Your assignment: Return the lines from the line containing "Mark the white cloud" through the last line of the material below, exactly as they appear and with no others.
══ Exercise inputs
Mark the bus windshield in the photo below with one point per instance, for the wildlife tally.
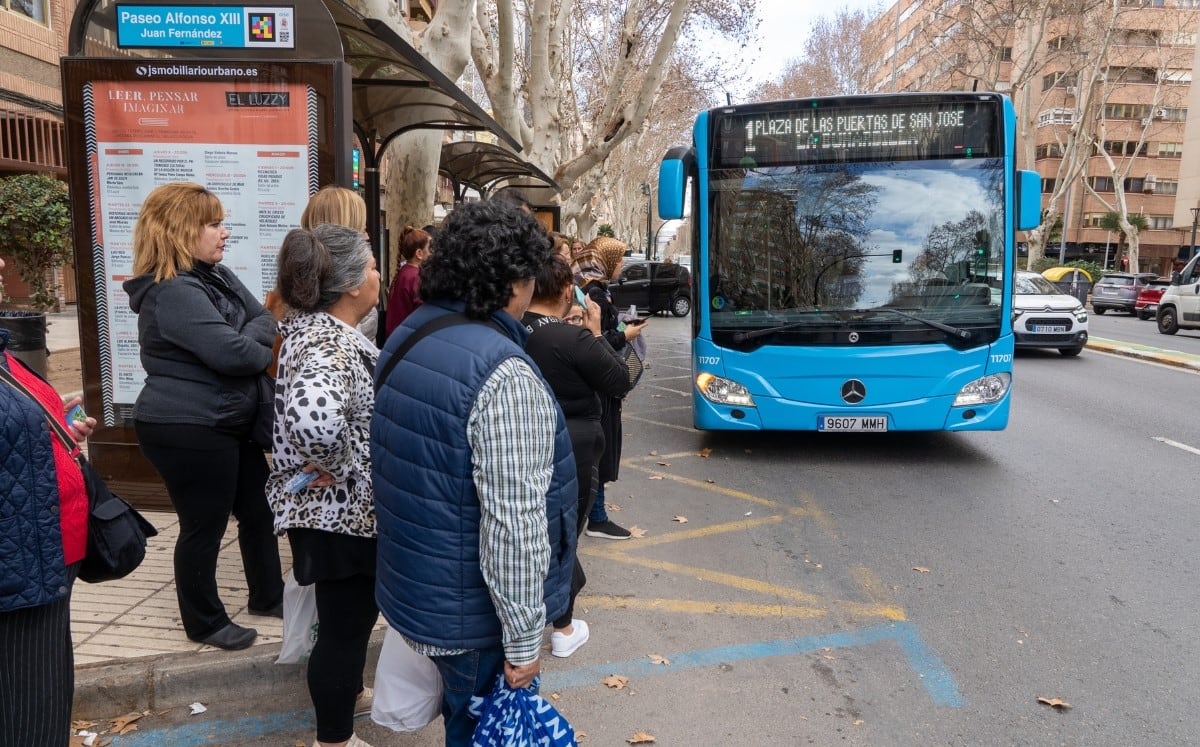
(813, 246)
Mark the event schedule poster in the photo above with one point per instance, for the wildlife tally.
(249, 143)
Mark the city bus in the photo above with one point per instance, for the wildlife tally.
(853, 261)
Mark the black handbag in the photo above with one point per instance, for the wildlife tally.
(117, 532)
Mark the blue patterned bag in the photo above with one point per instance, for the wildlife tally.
(519, 718)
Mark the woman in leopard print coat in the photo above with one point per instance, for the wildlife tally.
(323, 402)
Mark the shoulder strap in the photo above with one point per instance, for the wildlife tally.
(55, 424)
(423, 332)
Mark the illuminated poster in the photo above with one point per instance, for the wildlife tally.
(250, 143)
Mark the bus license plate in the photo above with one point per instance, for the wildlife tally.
(852, 424)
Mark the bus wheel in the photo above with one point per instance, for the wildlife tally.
(1167, 321)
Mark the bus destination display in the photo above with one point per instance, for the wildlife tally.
(816, 135)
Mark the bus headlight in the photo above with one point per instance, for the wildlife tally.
(985, 390)
(723, 390)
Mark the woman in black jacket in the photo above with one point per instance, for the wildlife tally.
(599, 263)
(580, 366)
(204, 341)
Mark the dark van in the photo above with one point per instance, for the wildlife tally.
(653, 287)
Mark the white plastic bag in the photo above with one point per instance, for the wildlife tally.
(407, 687)
(299, 621)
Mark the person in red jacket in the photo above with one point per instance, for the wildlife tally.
(43, 536)
(415, 246)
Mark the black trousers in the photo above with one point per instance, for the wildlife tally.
(347, 613)
(587, 441)
(211, 473)
(37, 673)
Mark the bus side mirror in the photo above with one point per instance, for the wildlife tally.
(672, 181)
(1029, 195)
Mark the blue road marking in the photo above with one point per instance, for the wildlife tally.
(925, 663)
(929, 668)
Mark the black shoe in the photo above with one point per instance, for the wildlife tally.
(606, 530)
(271, 611)
(231, 638)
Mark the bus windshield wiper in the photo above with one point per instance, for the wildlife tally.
(955, 333)
(754, 334)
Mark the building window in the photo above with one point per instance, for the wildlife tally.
(30, 9)
(1048, 150)
(1170, 150)
(1056, 117)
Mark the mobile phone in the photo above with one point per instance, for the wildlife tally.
(77, 414)
(301, 480)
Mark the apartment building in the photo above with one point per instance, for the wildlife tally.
(1122, 78)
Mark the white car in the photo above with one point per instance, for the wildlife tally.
(1044, 316)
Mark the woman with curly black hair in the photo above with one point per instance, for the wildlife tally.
(472, 466)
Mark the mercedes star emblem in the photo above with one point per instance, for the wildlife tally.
(853, 392)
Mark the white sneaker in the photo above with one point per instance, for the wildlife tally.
(563, 645)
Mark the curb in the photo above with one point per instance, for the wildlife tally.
(168, 681)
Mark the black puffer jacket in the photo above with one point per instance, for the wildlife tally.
(204, 340)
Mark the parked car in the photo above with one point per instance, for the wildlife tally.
(1180, 304)
(653, 287)
(1146, 306)
(1119, 291)
(1044, 316)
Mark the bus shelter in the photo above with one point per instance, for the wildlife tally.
(262, 105)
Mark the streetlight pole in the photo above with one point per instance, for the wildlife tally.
(649, 231)
(1195, 216)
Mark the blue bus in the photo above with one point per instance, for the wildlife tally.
(853, 261)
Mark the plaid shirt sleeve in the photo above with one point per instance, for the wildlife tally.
(511, 434)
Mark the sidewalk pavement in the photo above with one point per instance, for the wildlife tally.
(132, 655)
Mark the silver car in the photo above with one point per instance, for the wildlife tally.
(1044, 316)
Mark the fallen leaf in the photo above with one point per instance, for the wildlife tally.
(121, 722)
(616, 681)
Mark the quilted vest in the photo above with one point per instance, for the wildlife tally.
(429, 581)
(33, 571)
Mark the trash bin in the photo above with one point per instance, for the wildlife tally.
(27, 338)
(1071, 280)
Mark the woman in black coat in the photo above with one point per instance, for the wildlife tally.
(581, 368)
(599, 263)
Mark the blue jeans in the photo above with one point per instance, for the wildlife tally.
(598, 514)
(465, 676)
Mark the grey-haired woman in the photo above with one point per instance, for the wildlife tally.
(324, 399)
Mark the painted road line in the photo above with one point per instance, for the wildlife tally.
(934, 675)
(1177, 444)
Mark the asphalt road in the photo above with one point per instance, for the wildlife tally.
(887, 589)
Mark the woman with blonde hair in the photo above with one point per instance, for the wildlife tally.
(204, 340)
(415, 246)
(599, 263)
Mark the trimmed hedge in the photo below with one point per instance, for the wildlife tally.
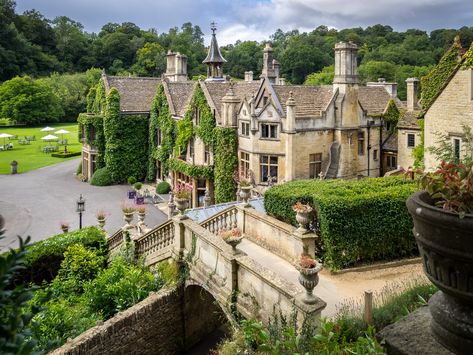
(43, 258)
(360, 221)
(65, 155)
(102, 177)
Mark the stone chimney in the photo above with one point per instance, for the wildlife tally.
(412, 87)
(176, 66)
(346, 68)
(248, 76)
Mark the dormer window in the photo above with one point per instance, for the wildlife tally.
(269, 131)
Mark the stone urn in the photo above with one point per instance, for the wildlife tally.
(446, 247)
(233, 242)
(309, 278)
(181, 204)
(245, 194)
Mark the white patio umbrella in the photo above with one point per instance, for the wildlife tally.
(46, 129)
(5, 136)
(49, 137)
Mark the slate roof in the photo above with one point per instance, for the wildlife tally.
(217, 91)
(310, 100)
(409, 120)
(374, 99)
(136, 94)
(180, 94)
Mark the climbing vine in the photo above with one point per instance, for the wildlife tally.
(434, 81)
(86, 123)
(197, 171)
(226, 162)
(161, 119)
(126, 141)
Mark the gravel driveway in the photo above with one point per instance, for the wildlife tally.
(34, 203)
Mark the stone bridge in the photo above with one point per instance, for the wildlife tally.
(235, 279)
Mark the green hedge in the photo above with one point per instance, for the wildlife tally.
(43, 258)
(65, 155)
(360, 221)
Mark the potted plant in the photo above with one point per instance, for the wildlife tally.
(232, 237)
(309, 276)
(443, 229)
(303, 212)
(101, 215)
(64, 226)
(128, 211)
(182, 195)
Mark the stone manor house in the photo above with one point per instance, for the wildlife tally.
(284, 132)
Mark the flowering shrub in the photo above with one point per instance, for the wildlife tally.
(451, 187)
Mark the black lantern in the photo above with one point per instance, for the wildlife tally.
(80, 208)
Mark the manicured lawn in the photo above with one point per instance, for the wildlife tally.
(31, 156)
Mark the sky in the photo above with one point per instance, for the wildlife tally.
(258, 19)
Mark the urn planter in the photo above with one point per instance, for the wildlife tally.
(181, 204)
(309, 278)
(445, 244)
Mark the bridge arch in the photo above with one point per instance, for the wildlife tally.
(203, 315)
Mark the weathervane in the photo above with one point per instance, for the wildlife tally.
(213, 27)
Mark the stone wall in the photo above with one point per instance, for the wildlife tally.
(452, 108)
(153, 326)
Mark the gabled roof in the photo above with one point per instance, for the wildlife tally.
(409, 120)
(136, 94)
(179, 95)
(311, 101)
(215, 91)
(214, 55)
(374, 99)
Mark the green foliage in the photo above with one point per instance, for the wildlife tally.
(198, 171)
(323, 77)
(163, 188)
(119, 287)
(433, 82)
(360, 221)
(161, 119)
(28, 101)
(43, 258)
(102, 177)
(67, 154)
(418, 150)
(126, 141)
(226, 163)
(92, 126)
(15, 336)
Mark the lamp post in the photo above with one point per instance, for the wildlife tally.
(80, 208)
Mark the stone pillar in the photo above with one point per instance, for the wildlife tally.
(290, 144)
(412, 86)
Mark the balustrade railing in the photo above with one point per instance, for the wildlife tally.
(227, 219)
(156, 240)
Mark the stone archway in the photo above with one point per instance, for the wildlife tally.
(203, 316)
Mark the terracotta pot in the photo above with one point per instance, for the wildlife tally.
(309, 278)
(446, 246)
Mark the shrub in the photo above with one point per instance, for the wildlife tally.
(163, 188)
(101, 177)
(131, 180)
(79, 168)
(360, 221)
(44, 258)
(65, 154)
(119, 287)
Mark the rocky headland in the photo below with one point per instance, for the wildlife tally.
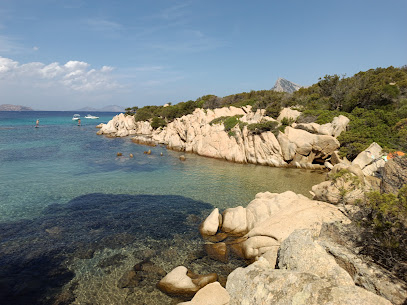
(300, 145)
(298, 250)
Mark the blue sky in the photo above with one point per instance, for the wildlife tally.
(67, 54)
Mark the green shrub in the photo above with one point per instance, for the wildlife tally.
(158, 122)
(258, 128)
(382, 220)
(229, 122)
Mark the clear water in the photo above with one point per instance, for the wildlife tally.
(65, 192)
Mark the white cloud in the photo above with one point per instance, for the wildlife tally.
(8, 45)
(74, 75)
════
Expected answer:
Mark the white cloud in the photo above with one point per instance, for the wildlife tally.
(8, 45)
(74, 75)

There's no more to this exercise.